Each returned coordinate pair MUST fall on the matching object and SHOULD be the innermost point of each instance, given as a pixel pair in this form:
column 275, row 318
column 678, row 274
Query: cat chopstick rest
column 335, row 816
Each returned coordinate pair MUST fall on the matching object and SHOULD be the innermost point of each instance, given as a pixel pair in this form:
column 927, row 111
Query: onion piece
--------------------------------------------------
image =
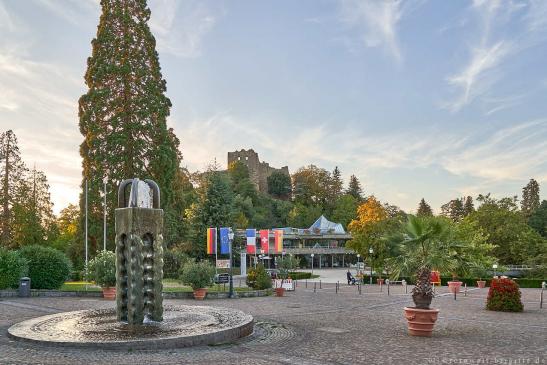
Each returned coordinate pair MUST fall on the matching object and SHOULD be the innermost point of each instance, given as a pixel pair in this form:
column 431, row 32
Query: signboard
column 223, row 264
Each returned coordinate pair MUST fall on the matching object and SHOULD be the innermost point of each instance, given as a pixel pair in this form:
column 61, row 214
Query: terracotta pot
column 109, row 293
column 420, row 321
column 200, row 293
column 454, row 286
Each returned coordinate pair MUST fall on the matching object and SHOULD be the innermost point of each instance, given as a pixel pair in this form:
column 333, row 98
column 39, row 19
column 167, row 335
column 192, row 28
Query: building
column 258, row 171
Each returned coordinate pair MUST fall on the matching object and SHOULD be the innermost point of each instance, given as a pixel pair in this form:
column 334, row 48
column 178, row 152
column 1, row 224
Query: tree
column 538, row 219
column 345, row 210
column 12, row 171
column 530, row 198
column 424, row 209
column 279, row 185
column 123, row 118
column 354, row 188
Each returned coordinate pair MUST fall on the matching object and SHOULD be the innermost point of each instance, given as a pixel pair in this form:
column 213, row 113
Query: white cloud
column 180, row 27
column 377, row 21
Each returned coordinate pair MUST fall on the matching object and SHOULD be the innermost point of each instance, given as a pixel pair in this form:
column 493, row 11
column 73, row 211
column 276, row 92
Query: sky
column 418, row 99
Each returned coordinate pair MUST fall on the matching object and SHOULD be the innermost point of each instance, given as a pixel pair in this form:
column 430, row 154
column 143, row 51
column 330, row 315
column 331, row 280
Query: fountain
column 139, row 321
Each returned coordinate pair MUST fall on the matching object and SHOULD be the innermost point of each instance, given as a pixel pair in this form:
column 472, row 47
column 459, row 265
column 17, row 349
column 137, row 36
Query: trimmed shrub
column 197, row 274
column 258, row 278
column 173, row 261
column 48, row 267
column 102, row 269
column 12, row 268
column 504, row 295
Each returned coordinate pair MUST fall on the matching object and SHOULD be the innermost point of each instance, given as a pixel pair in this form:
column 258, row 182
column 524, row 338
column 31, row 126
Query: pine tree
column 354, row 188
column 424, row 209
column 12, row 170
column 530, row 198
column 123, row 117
--------------------------------------------------
PROBLEM DETAILS:
Pull out each line from the items above that contains the string "Query", and copy those lines without changes.

COMPLETED EXERCISE:
Query: cat chopstick rest
Query: onion piece
Query: signboard
Query: terracotta pot
Query: building
Query: tree
Query: white cloud
Query: sky
Query: fountain
Query: trimmed shrub
Query: pine tree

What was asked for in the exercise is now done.